Set task 1: In the minimp3 thread, what does the quoted C99 passage say is unspecified about bit-field storage?

━━━ Given text ━━━

Also clang and gcc become more and more strict about UB's and to map struct at byte alignment you must use nonstandard extensions like __attribute__ ((__aligned__ (1)))
or memcpy.
Bit fields are implementation-defined. If your compiler wants, it may choose a completely different bit packing layout than what you expect. Please don't make minimp3 rely on such implementation-defined behaviour, it's bound to fail on at least some obscure platforms where the current code works just fine.
__attribute__ ((__aligned__ (1)))
is also dangerous especially when passing around pointers to data extracted from such a struct, because the extracted pointer no longer contains any alignment information, and the compiler is free to assume that the data is aligned naturally.
Yeah, I'm completely forgot that it's also implementation defined
C99 6.7.2.1-11:An implementation may allocate any addressable storage unit large enough to hold a bit- field. If enough space remains, a bit-field that immediately follows another bit-field in a structure shall be packed into adjacent bits of the same unit. If insufficient space remains, whether a bit-field that does not fit is put into the next unit or overlaps adjacent units is implementation-defined. The order of allocation of bit-fields within a unit (high-order to low-order or low-order to high-order) is implementation-defined. The alignment of the addressable storage unit is unspecified.
RIP bit fields for minimp3 use-case then.
The mess in the code leads to bugs. https://github.com/lieff/minimp3/blob/e9df0760e94044caded36a55d70ab4152134adc5/minimp3.h#L1626 should be if (i + k + hdr_padding(mp3) + nextfb + HDR_SIZE > mp3_bytes ) break; if(!hdr_compare(mp3, mp3 + k + nextfb)) continue; EDIT: Oops. I meant if (i + fb + hdr_padding(mp3) + nextfb + HDR_SIZE > mp3_bytes ) break; Which does mean if (i + k + nextfb + HDR_SIZE > mp3_bytes ) break; if(!hdr_compare(mp3, mp3 + k + nextfb)) continue;
RIP bit fields for minimp3 use-case then.
AFAIK, the most compilers do alignment of bitfields if there's non-bitfield members.
So, if I specify uchar:8 instead of uchar, there is one big bitfield, and no alignment should be done. Presto!
About the alignment. Alignment means the structure takes more space. It doesn't change the order, the packing does.
Of course if you want to be generic and cross-platform compatible, then RIP. But that's you, not me.
There already more strict check i + 2*k < mp3_bytes
, check inside the loop i + k + nextfb + HDR_SIZE > mp3_bytes
- for corner cases and very low k numbers. So there no performance optimization in this break and it's incorrect, because next match can be valid.
100% RIP it's not because of alignment, but because of implementation defined bits location, even in uchar.
Next match? mp3_bytes seems to be filesize minus offset in bytes. So if i + k + hdr_padding(mp3) + nextfb + HDR_SIZE > mp3_bytes, it's EOF. There's nothing after EOF. No next match.
If you understand "implementation defined bits location" so well, could you please explain what deep meaning does this phrase have?

━━━

Set task 2: Render each line of the entries below as a JSON list of strings, with one string per line and no blank lines.

━━━ Exercise materials ━━━

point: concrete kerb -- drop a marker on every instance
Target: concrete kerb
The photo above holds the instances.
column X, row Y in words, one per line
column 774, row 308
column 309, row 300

━━━

Solution 1: The alignment of the addressable storage unit is unspecified.

Solution 2:
[
  "point: concrete kerb -- drop a marker on every instance",
  "Target: concrete kerb",
  "The photo above holds the instances.",
  "column X, row Y in words, one per line",
  "column 774, row 308",
  "column 309, row 300"
]